◆ DATA FOR REVIEW:
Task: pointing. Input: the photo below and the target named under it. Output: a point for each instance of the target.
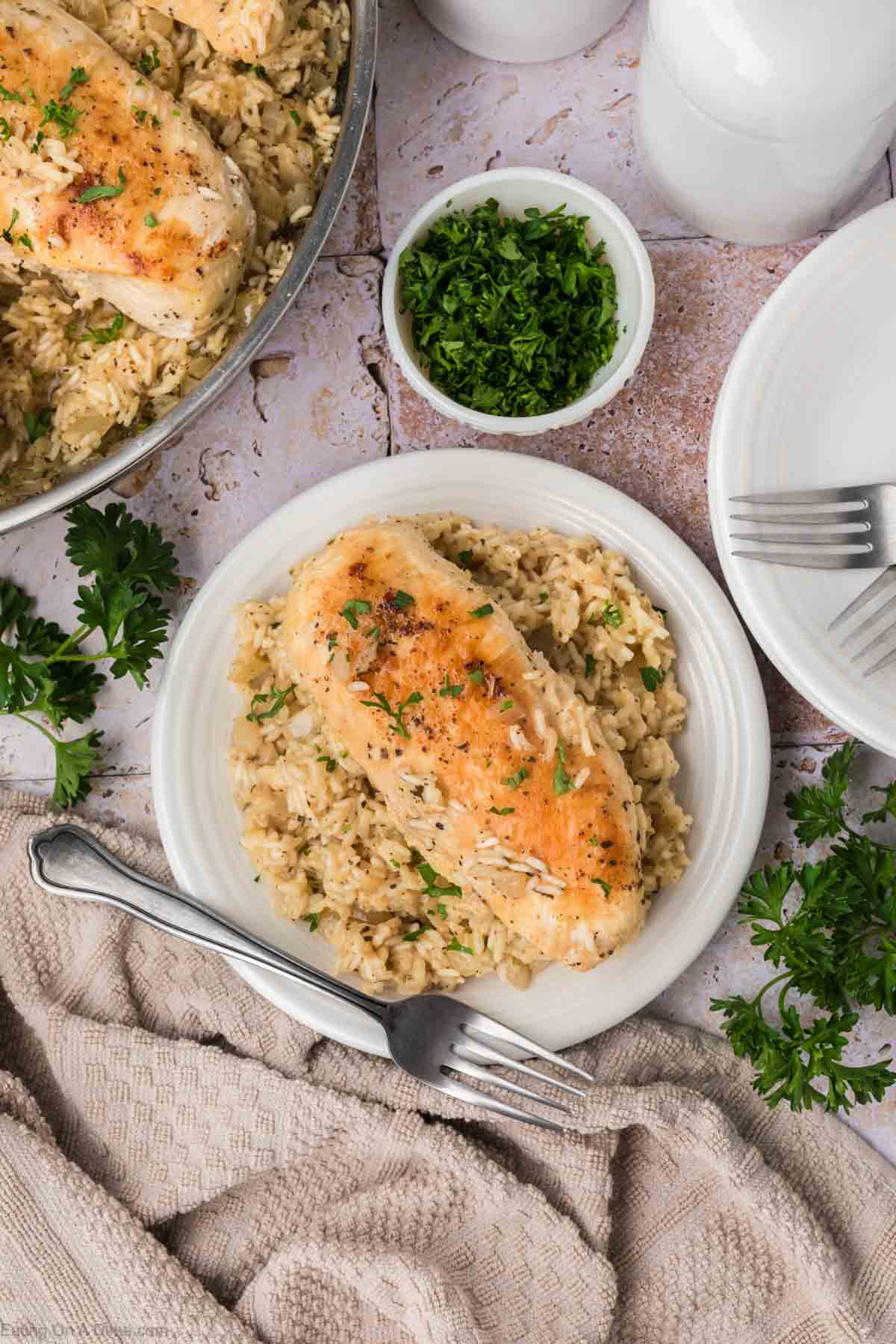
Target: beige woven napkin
(179, 1160)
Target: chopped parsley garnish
(101, 191)
(149, 60)
(612, 616)
(435, 885)
(104, 335)
(653, 678)
(38, 425)
(11, 238)
(63, 116)
(77, 75)
(379, 702)
(561, 781)
(276, 699)
(355, 608)
(511, 316)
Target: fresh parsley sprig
(46, 675)
(837, 948)
(396, 715)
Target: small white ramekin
(516, 190)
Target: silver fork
(430, 1036)
(842, 529)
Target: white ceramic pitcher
(763, 121)
(523, 30)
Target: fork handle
(69, 862)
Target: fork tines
(828, 530)
(883, 585)
(485, 1042)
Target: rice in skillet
(320, 833)
(276, 120)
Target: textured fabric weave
(180, 1160)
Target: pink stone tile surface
(326, 396)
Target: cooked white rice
(277, 121)
(321, 835)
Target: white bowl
(505, 30)
(723, 750)
(516, 190)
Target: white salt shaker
(523, 30)
(762, 121)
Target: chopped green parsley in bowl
(517, 302)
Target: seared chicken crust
(117, 190)
(422, 678)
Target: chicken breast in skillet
(107, 181)
(245, 28)
(426, 682)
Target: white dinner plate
(810, 401)
(724, 749)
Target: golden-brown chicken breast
(477, 745)
(245, 28)
(111, 184)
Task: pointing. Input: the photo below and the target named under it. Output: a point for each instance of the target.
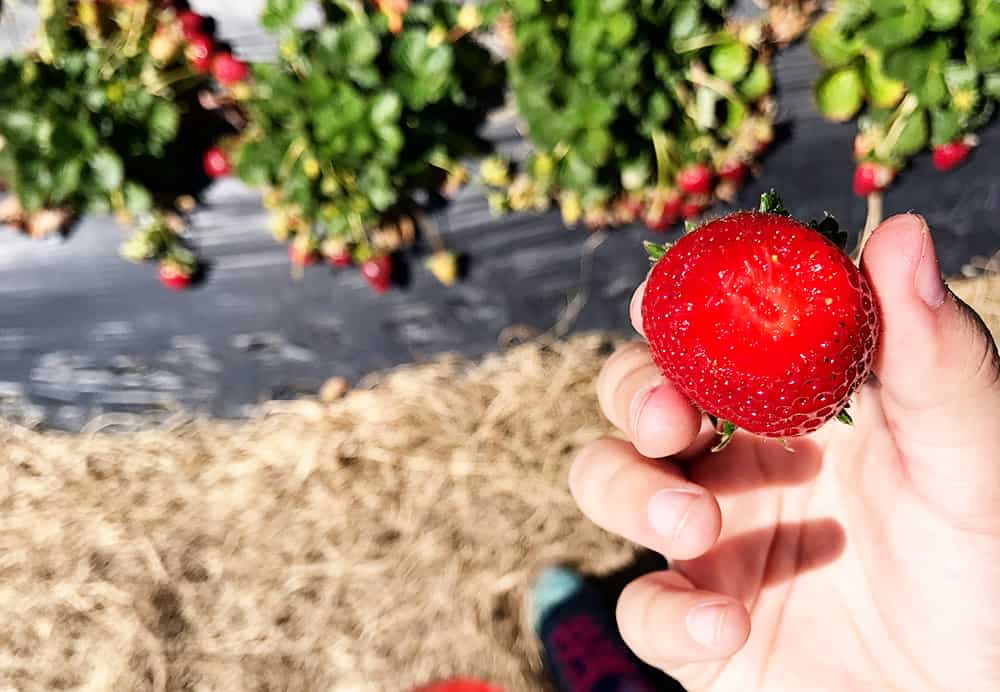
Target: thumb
(937, 366)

◆ PROBLEM STATEMENT: With no pictures included, write out the entries exactly.

◆ RESPONSE:
Task: pointing. Input: the photo below and the target named under it. Output: a point for each instance of the target.
Target: beige woven napkin
(179, 1160)
Target: chopped parsley garnish
(101, 191)
(149, 60)
(612, 616)
(435, 885)
(104, 335)
(653, 678)
(38, 425)
(11, 238)
(63, 116)
(77, 75)
(379, 702)
(561, 781)
(276, 699)
(355, 608)
(511, 316)
Target: fresh parsley sprig
(46, 675)
(837, 948)
(396, 715)
Target: small white ramekin
(516, 190)
Target: silver fork
(430, 1036)
(842, 529)
Target: white ceramic pitcher
(763, 121)
(523, 30)
Target: fork handle
(69, 862)
Target: fork tines
(828, 530)
(883, 585)
(485, 1042)
Target: rice in skillet
(320, 833)
(276, 120)
Target: textured fabric weave
(180, 1160)
Target: pink stone tile surface
(326, 396)
Target: cooked white rice
(277, 121)
(321, 835)
Target: white bowl
(505, 30)
(723, 750)
(516, 190)
Target: white salt shaker
(523, 30)
(762, 121)
Target: chopped green parsley in bowl
(517, 302)
Target: seared chicken crust
(117, 190)
(422, 678)
Target: chicken breast in skillet
(107, 181)
(245, 28)
(426, 682)
Target: white dinner plate
(810, 401)
(724, 749)
Target: golden-brown chicken breast
(477, 745)
(245, 28)
(111, 184)
Task: pointing. Input: the photo below and the target named under it. Output: a point for each instance of the target.
Target: thumb
(937, 366)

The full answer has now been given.